§ FRAGMENT TEKSTU:
•••••

• Kino
  • Mapa
  • Ogłoszenia
  • Forum
  • Komunikacja
  • Raport

Przez korki do szkoły

Katarzyna Wiatroszak, Michał Tusk
31 sierpnia 2006 (artykuł sprzed 17 lat) 
Remonty dróg w Gdańsku odbijają się na edukacji. Wiceprezydent Katarzyna Hall prosi dyrektorów szkół, by od września zmienili godziny rozpoczęcia zajęć. Boi się, że przez korki uczniowie będą się spóźniać na lekcje.

•••••

§ WYBRANE DANE:
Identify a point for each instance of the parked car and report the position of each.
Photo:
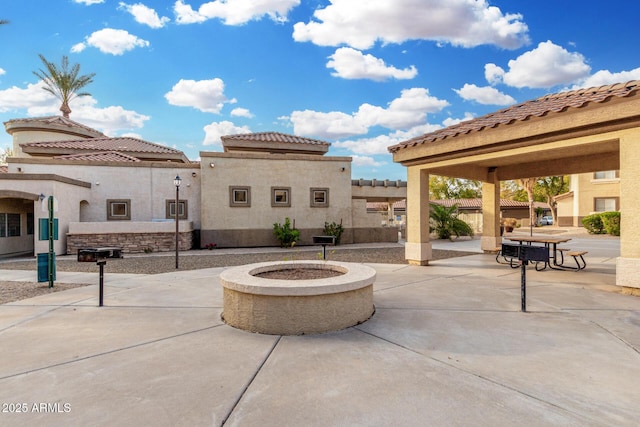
(546, 220)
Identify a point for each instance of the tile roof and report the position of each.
(122, 144)
(52, 120)
(274, 137)
(101, 156)
(552, 103)
(462, 204)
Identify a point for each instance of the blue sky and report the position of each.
(361, 74)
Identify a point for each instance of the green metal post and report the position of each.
(50, 265)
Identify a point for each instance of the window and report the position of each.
(9, 225)
(606, 204)
(30, 223)
(319, 197)
(171, 209)
(280, 197)
(605, 175)
(240, 197)
(119, 209)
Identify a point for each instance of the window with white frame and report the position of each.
(602, 204)
(319, 197)
(280, 196)
(171, 209)
(239, 196)
(119, 209)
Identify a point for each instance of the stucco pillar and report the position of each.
(491, 212)
(417, 247)
(628, 264)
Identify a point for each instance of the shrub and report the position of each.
(333, 229)
(286, 235)
(445, 222)
(593, 224)
(611, 222)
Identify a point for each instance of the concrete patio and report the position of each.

•••••

§ ZADANIA DO WYKONANIA:
(A) Przetłumacz na język angielski zdanie z fragmentu tekstu: „Remonty dróg w Gdańsku odbijają się na edukacji.”
(B) Przytocz dokładnie część fragmentu tekstu, która zaczyna się od słów „Remonty dróg w” i ciągnie aż do słów „spóźniać na lekcje.”.

§ ODPOWIEDZI DO ĆWICZEŃ:
(A) Road repairs in Gdańsk are affecting education.

(B)
Remonty dróg w Gdańsku odbijają się na edukacji. Wiceprezydent Katarzyna Hall prosi dyrektorów szkół, by od września zmienili godziny rozpoczęcia zajęć. Boi się, że przez korki uczniowie będą się spóźniać na lekcje.